* start *
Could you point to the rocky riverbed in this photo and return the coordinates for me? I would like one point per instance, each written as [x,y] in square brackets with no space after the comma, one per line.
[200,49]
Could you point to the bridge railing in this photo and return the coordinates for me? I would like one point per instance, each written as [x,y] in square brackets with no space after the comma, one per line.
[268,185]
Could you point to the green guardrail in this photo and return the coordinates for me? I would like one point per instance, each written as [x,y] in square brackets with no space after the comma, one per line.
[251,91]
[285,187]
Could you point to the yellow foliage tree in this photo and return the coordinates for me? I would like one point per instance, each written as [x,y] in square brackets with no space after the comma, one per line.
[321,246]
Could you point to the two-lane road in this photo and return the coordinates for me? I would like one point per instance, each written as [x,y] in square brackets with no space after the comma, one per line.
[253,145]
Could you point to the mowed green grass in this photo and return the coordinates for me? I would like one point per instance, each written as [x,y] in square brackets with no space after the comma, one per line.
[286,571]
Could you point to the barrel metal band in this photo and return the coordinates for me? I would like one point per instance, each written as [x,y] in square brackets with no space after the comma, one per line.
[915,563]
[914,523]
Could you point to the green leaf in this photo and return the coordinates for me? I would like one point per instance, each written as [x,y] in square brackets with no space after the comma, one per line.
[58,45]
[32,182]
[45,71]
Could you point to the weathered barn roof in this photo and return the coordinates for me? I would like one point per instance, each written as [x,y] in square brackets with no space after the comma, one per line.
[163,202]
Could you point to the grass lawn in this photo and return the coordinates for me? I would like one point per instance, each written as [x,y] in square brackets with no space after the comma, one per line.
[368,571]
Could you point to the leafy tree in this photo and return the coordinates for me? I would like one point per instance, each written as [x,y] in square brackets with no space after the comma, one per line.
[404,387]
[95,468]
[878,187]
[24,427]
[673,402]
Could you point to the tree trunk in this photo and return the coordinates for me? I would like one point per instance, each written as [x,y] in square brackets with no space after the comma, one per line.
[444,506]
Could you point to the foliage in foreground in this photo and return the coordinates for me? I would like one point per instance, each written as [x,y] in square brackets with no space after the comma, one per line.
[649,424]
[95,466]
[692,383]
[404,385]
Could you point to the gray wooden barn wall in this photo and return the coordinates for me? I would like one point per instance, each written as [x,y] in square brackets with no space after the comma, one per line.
* end *
*DIRECTION:* Convert the listing, from the line containing "Could you point to the tree" through its final line, into a JSON list of strings with one string per line, omitting any blank lines.

*THE COMPLETED TASK:*
[
  "Could you point to the tree trunk in this photo and return the coordinates for me? I would like one point per instance, each written as [x,y] in square brackets with no space after the comma, one per line.",
  "[444,506]",
  "Could you point to the foliage in foreground in this photo and return the coordinates for me? I would like one point per instance, each written as [x,y] in square brackets with no space after the comma, one per line.",
  "[649,424]",
  "[95,466]",
  "[692,383]",
  "[404,385]",
  "Could you point to the gray wooden barn wall in this photo and return the coordinates for me? I would like one point per instance, each written as [x,y] in square brackets with no space after the comma, one per line."
]